Part of a data file:
* begin *

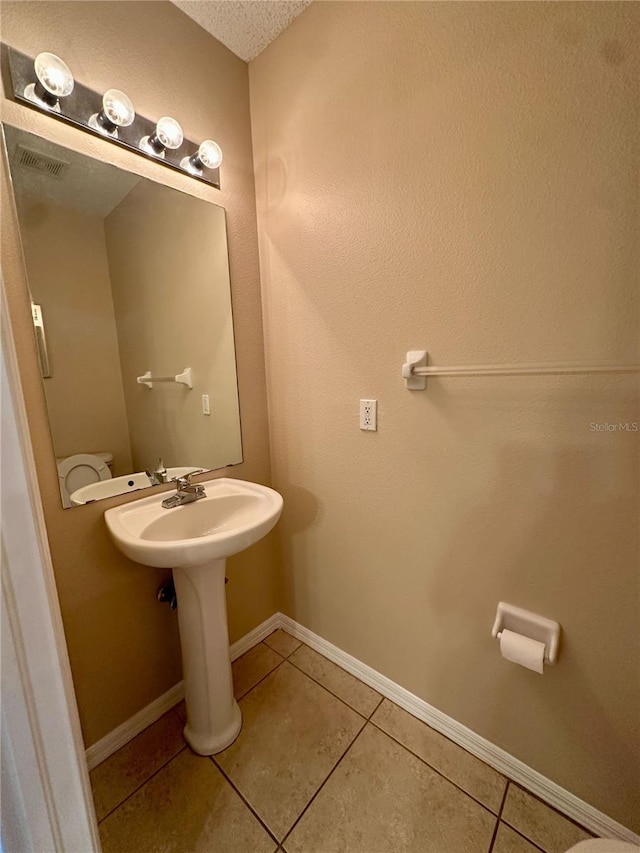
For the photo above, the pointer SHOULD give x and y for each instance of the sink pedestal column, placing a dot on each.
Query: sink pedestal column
(214, 719)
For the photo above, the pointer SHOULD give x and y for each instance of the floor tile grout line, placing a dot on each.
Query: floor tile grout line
(245, 801)
(335, 695)
(498, 816)
(524, 837)
(155, 773)
(553, 808)
(439, 772)
(266, 675)
(376, 708)
(324, 782)
(293, 651)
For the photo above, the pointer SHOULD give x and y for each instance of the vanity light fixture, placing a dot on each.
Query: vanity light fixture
(111, 115)
(208, 155)
(168, 134)
(54, 80)
(117, 111)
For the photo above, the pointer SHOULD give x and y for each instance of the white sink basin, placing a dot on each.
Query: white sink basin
(232, 516)
(121, 485)
(194, 540)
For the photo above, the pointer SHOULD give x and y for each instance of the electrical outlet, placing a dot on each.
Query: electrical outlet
(369, 414)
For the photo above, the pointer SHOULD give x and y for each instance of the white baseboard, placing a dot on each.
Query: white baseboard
(567, 803)
(256, 636)
(125, 732)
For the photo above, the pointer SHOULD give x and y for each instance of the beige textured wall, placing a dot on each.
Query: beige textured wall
(123, 646)
(170, 277)
(461, 177)
(68, 273)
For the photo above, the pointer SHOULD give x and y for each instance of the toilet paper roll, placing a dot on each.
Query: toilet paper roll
(522, 650)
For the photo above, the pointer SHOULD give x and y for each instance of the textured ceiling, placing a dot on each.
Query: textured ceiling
(245, 26)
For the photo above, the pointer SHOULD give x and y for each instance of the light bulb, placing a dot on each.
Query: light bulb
(168, 134)
(208, 155)
(54, 81)
(117, 111)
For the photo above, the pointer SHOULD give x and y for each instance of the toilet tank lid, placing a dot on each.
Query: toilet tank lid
(106, 457)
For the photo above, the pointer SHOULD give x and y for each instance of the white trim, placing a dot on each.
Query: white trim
(126, 731)
(256, 636)
(561, 799)
(46, 779)
(106, 746)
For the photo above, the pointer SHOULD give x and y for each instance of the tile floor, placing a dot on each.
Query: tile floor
(323, 764)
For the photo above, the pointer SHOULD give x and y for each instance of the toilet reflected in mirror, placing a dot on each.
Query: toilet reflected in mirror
(80, 470)
(127, 278)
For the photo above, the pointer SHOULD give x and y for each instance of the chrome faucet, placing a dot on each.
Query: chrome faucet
(187, 492)
(159, 474)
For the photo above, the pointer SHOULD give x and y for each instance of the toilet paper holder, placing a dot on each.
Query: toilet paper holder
(529, 625)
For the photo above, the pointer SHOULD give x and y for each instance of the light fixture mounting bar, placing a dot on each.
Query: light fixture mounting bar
(82, 103)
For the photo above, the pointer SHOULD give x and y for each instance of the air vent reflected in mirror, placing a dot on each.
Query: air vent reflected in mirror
(30, 159)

* end *

-- Your instructions --
Copy out the lines of the material from the line containing "bar, placing a dot on each." through the end of the material, requests included. In the answers only, multiply every x and y coordinate by 1.4 and round each result to a whole number, with halves rounded up.

-- Exercise result --
For the photo above, the pointer SHOULD give x and y for each instance of the light fixture mounting bar, placing a dot on each.
Query: light fixture mounting bar
(115, 144)
For the photo above, the pointer SHOULD give x and y for each instance of the air vent reflected in mirror, placing a dot on each.
Query: air vent reflected in mirror
(42, 223)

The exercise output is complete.